■ **About this task**
Copy the records below line for line, without changing anything, and leave the pictures out of your copy.

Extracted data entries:
__________________________________________________

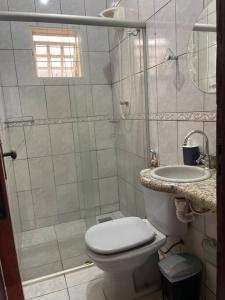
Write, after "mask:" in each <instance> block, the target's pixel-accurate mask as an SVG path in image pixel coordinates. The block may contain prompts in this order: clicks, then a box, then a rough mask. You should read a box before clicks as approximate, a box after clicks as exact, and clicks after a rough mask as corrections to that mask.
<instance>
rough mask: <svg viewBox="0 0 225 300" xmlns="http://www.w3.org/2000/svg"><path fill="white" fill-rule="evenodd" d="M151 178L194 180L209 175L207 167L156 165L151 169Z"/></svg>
mask: <svg viewBox="0 0 225 300" xmlns="http://www.w3.org/2000/svg"><path fill="white" fill-rule="evenodd" d="M151 176H152V177H153V178H156V179H159V180H163V181H168V182H177V183H179V182H181V183H182V182H183V183H188V182H196V181H202V180H206V179H208V178H210V177H211V172H210V170H209V169H206V168H200V167H195V166H186V165H183V166H182V165H179V166H176V165H175V166H166V167H158V168H155V169H153V170H152V171H151Z"/></svg>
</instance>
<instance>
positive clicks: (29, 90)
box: [19, 86, 47, 120]
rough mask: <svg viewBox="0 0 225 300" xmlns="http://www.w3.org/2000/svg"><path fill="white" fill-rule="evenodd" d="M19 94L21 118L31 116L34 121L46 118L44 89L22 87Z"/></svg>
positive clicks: (45, 118) (25, 86)
mask: <svg viewBox="0 0 225 300" xmlns="http://www.w3.org/2000/svg"><path fill="white" fill-rule="evenodd" d="M19 92H20V101H21V108H22V114H23V116H31V117H33V118H34V119H35V120H37V119H46V118H47V107H46V105H47V104H46V99H45V91H44V87H42V86H22V87H20V89H19Z"/></svg>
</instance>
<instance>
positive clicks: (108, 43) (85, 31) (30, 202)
mask: <svg viewBox="0 0 225 300" xmlns="http://www.w3.org/2000/svg"><path fill="white" fill-rule="evenodd" d="M105 7H106V3H105V1H104V0H98V1H95V2H93V1H90V0H85V1H84V0H80V1H68V0H62V1H59V0H55V1H49V2H48V3H47V4H43V3H42V1H39V0H35V1H33V0H27V1H24V0H18V1H14V0H13V1H11V0H9V1H0V9H1V10H15V11H32V12H35V11H36V12H51V13H69V14H81V15H94V16H96V15H97V13H98V12H99V11H101V10H102V9H104V8H105ZM33 27H44V28H45V27H52V28H55V27H62V28H70V29H74V30H79V32H80V34H81V49H82V71H83V73H84V76H83V77H82V78H81V79H37V78H36V75H35V70H34V61H33V56H32V36H31V29H32V28H33ZM0 76H1V84H2V86H3V96H4V103H5V109H6V117H7V120H9V121H16V122H15V123H11V124H10V125H9V126H10V127H9V135H10V141H11V144H12V147H13V148H14V149H15V150H16V151H17V153H18V159H17V160H16V161H15V162H14V169H15V174H16V187H17V192H18V199H19V208H20V216H21V221H22V228H23V230H24V231H26V230H30V229H33V228H36V227H43V226H48V225H52V224H55V223H60V222H66V221H70V220H74V219H79V218H88V217H89V216H92V215H97V214H102V213H107V212H111V211H114V210H118V184H117V178H116V176H117V168H116V164H115V161H116V155H115V147H114V138H115V135H114V124H113V123H110V122H109V121H110V120H112V116H113V107H112V89H111V67H110V56H109V38H108V29H107V28H95V27H86V26H80V27H79V26H60V25H58V24H56V25H55V24H52V25H49V24H40V23H39V24H35V23H29V24H27V23H18V22H11V23H9V22H4V23H2V24H1V28H0ZM30 117H32V118H33V120H34V123H31V122H25V123H18V122H17V121H21V120H24V119H27V120H29V119H30Z"/></svg>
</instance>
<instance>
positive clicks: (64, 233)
mask: <svg viewBox="0 0 225 300" xmlns="http://www.w3.org/2000/svg"><path fill="white" fill-rule="evenodd" d="M55 230H56V235H57V238H58V240H64V239H66V238H69V237H71V236H75V235H80V234H84V233H85V232H86V224H85V221H84V220H78V221H73V222H68V223H63V224H58V225H55Z"/></svg>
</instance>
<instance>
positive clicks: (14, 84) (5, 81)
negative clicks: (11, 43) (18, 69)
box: [0, 50, 17, 86]
mask: <svg viewBox="0 0 225 300" xmlns="http://www.w3.org/2000/svg"><path fill="white" fill-rule="evenodd" d="M0 82H1V85H3V86H16V85H17V77H16V70H15V63H14V55H13V51H12V50H0Z"/></svg>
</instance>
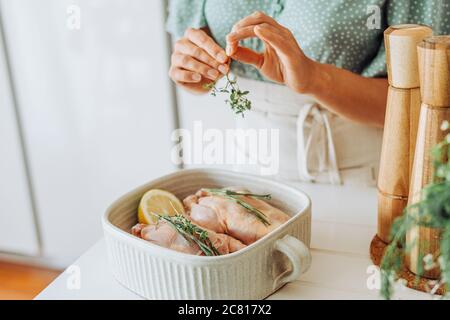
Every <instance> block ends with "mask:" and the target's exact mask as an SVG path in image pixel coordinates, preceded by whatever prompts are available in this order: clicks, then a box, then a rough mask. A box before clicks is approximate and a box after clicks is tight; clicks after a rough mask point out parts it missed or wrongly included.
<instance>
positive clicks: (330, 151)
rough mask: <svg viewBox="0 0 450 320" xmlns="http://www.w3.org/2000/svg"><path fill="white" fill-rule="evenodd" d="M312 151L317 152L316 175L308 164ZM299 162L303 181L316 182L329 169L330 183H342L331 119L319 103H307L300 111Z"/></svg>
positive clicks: (338, 183) (302, 179)
mask: <svg viewBox="0 0 450 320" xmlns="http://www.w3.org/2000/svg"><path fill="white" fill-rule="evenodd" d="M306 129H308V134H307V137H306V136H305V130H306ZM312 152H315V155H316V156H317V161H318V163H317V165H318V170H317V171H318V172H317V173H316V174H315V175H314V174H313V173H311V171H310V170H309V166H308V162H309V159H310V155H311V154H312ZM297 163H298V173H299V177H300V179H301V180H303V181H309V182H315V181H316V178H317V176H318V174H319V173H321V172H323V171H328V174H329V176H330V183H332V184H342V180H341V175H340V173H339V167H338V163H337V155H336V149H335V145H334V140H333V134H332V131H331V126H330V121H329V119H328V115H327V113H326V111H324V110H323V109H321V108H320V107H319V106H318V105H317V104H306V105H304V106H303V107H302V108H301V109H300V111H299V113H298V117H297Z"/></svg>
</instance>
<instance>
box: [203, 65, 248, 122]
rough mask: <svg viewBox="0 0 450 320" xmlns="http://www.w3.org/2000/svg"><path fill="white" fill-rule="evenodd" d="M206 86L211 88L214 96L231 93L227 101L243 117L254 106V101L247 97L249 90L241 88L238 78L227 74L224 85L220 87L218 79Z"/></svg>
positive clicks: (205, 85) (238, 113)
mask: <svg viewBox="0 0 450 320" xmlns="http://www.w3.org/2000/svg"><path fill="white" fill-rule="evenodd" d="M204 87H205V88H206V89H208V90H211V95H212V96H214V97H215V96H217V95H218V94H222V93H226V94H229V97H228V99H227V100H225V103H227V104H229V105H230V107H231V110H233V111H234V113H236V114H241V115H242V117H244V112H245V111H247V110H250V109H251V108H252V102H251V101H250V100H249V99H248V98H247V95H248V94H249V91H242V90H240V89H239V86H238V84H237V80H236V78H234V79H231V78H230V76H229V75H228V74H227V75H226V83H225V86H224V87H221V88H218V87H217V81H214V82H211V83H209V84H206V85H205V86H204Z"/></svg>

__________________________________________________

■ **Finished exercise**
Write, after "mask:" in each <instance> block, the target's pixel-accurate mask as an SVG path in image pixel coordinates. The block may contain prompts in this order: clicks, then a box, then a rough mask. You should read a box before clicks as approximate, a box after clicks as exact, and clicks after a rough mask as corrections to that mask.
<instance>
rough mask: <svg viewBox="0 0 225 300" xmlns="http://www.w3.org/2000/svg"><path fill="white" fill-rule="evenodd" d="M151 178L194 180L209 175L207 167L156 165L151 169Z"/></svg>
mask: <svg viewBox="0 0 225 300" xmlns="http://www.w3.org/2000/svg"><path fill="white" fill-rule="evenodd" d="M151 176H152V177H153V178H156V179H159V180H163V181H168V182H177V183H179V182H181V183H182V182H183V183H188V182H196V181H202V180H206V179H208V178H210V177H211V172H210V170H209V169H206V168H200V167H195V166H186V165H183V166H182V165H179V166H176V165H175V166H166V167H158V168H155V169H153V170H152V171H151Z"/></svg>
</instance>
<instance>
positive clicks: (29, 90)
box: [19, 86, 47, 120]
rough mask: <svg viewBox="0 0 225 300" xmlns="http://www.w3.org/2000/svg"><path fill="white" fill-rule="evenodd" d="M19 94L21 118L31 116L34 121L46 118L44 89L22 87Z"/></svg>
positive clicks: (45, 118) (25, 86)
mask: <svg viewBox="0 0 225 300" xmlns="http://www.w3.org/2000/svg"><path fill="white" fill-rule="evenodd" d="M19 92H20V101H21V108H22V114H23V116H31V117H33V118H34V119H35V120H37V119H46V118H47V107H46V105H47V104H46V99H45V91H44V87H42V86H22V87H20V89H19Z"/></svg>
</instance>
<instance>
positive clicks: (108, 43) (85, 31) (30, 202)
mask: <svg viewBox="0 0 225 300" xmlns="http://www.w3.org/2000/svg"><path fill="white" fill-rule="evenodd" d="M105 7H106V3H105V1H104V0H98V1H95V2H93V1H90V0H85V1H84V0H80V1H68V0H62V1H59V0H55V1H49V2H48V3H47V4H43V3H42V1H39V0H35V1H33V0H27V1H24V0H18V1H14V0H13V1H11V0H9V1H0V9H1V10H15V11H32V12H35V11H36V12H51V13H69V14H81V15H94V16H96V15H97V13H98V12H99V11H101V10H102V9H104V8H105ZM33 27H44V28H45V27H52V28H55V27H62V28H70V29H74V30H79V32H80V34H81V49H82V71H83V73H84V76H83V77H82V78H81V79H37V78H36V75H35V70H34V61H33V56H32V36H31V29H32V28H33ZM0 76H1V84H2V86H3V96H4V103H5V109H6V117H7V120H9V121H16V122H15V123H11V124H10V125H9V126H10V127H9V135H10V141H11V144H12V147H13V148H14V149H15V150H16V151H17V153H18V159H17V160H16V161H15V162H14V169H15V174H16V187H17V192H18V199H19V208H20V216H21V221H22V228H23V230H24V231H26V230H30V229H33V228H36V227H43V226H48V225H52V224H55V223H60V222H66V221H70V220H74V219H79V218H88V217H89V216H92V215H97V214H102V213H107V212H111V211H114V210H118V184H117V178H116V176H117V168H116V164H115V161H116V155H115V147H114V138H115V135H114V124H113V123H110V122H109V121H110V120H112V116H113V107H112V89H111V67H110V56H109V38H108V29H107V28H95V27H86V26H80V27H79V26H60V25H58V24H56V25H55V24H52V25H49V24H40V23H39V24H35V23H29V24H27V23H18V22H11V23H9V22H4V23H2V24H1V28H0ZM30 117H32V118H33V120H34V123H31V122H25V123H18V122H17V121H21V120H24V119H27V120H29V119H30Z"/></svg>
</instance>
<instance>
positive clicks: (64, 233)
mask: <svg viewBox="0 0 225 300" xmlns="http://www.w3.org/2000/svg"><path fill="white" fill-rule="evenodd" d="M55 230H56V235H57V238H58V240H64V239H66V238H69V237H71V236H75V235H80V234H84V233H85V232H86V224H85V221H84V220H78V221H73V222H68V223H63V224H58V225H55Z"/></svg>
</instance>
<instance>
positive clicks: (14, 84) (5, 81)
negative clicks: (11, 43) (18, 69)
box: [0, 50, 17, 86]
mask: <svg viewBox="0 0 225 300" xmlns="http://www.w3.org/2000/svg"><path fill="white" fill-rule="evenodd" d="M0 82H1V85H3V86H16V85H17V77H16V70H15V63H14V55H13V51H12V50H0Z"/></svg>
</instance>
Every <instance> block ends with "mask:" and the target's exact mask as an SVG path in image pixel coordinates, preceded by whatever prompts are available in this order: clicks, then a box, then a rough mask. A box before clicks is approximate and a box after clicks is tight; clicks after a rough mask point out parts it missed or wrongly included.
<instance>
positive clicks: (330, 151)
rough mask: <svg viewBox="0 0 450 320" xmlns="http://www.w3.org/2000/svg"><path fill="white" fill-rule="evenodd" d="M312 151L317 152L316 175L308 164ZM299 162L303 181L316 182L329 169L330 183H342L331 119L319 103H307L300 111Z"/></svg>
positive clicks: (338, 183) (302, 179)
mask: <svg viewBox="0 0 450 320" xmlns="http://www.w3.org/2000/svg"><path fill="white" fill-rule="evenodd" d="M306 129H308V134H307V137H306V136H305V130H306ZM312 152H315V155H316V156H317V161H318V163H317V165H318V170H317V171H318V172H317V173H316V174H315V175H314V174H313V173H311V171H310V170H309V166H308V162H309V159H310V155H311V154H312ZM297 163H298V173H299V177H300V179H301V180H303V181H309V182H315V181H316V178H317V176H318V174H319V173H321V172H323V171H328V174H329V176H330V183H332V184H342V180H341V175H340V173H339V167H338V163H337V155H336V149H335V145H334V140H333V134H332V131H331V126H330V121H329V119H328V115H327V113H326V111H324V110H323V109H321V108H320V107H319V106H318V105H317V104H306V105H304V106H303V107H302V108H301V109H300V111H299V113H298V117H297Z"/></svg>
</instance>
<instance>
box: [203, 65, 248, 122]
rough mask: <svg viewBox="0 0 450 320" xmlns="http://www.w3.org/2000/svg"><path fill="white" fill-rule="evenodd" d="M206 86L211 88L214 96L231 93L227 101L243 117L254 106V101L247 97L249 90L241 88L238 78L227 74L224 85L220 87L218 79Z"/></svg>
positive clicks: (205, 85) (238, 113)
mask: <svg viewBox="0 0 450 320" xmlns="http://www.w3.org/2000/svg"><path fill="white" fill-rule="evenodd" d="M204 87H205V88H206V89H208V90H211V95H212V96H214V97H215V96H217V95H218V94H222V93H226V94H229V97H228V99H227V100H225V103H227V104H229V105H230V107H231V110H233V111H234V113H236V114H241V115H242V117H244V112H245V111H247V110H250V109H251V108H252V102H251V101H250V100H249V99H248V98H247V95H248V94H249V91H242V90H240V89H239V86H238V84H237V80H236V78H234V79H231V78H230V76H229V75H228V74H227V75H226V83H225V86H224V87H221V88H218V87H217V81H214V82H211V83H209V84H206V85H205V86H204Z"/></svg>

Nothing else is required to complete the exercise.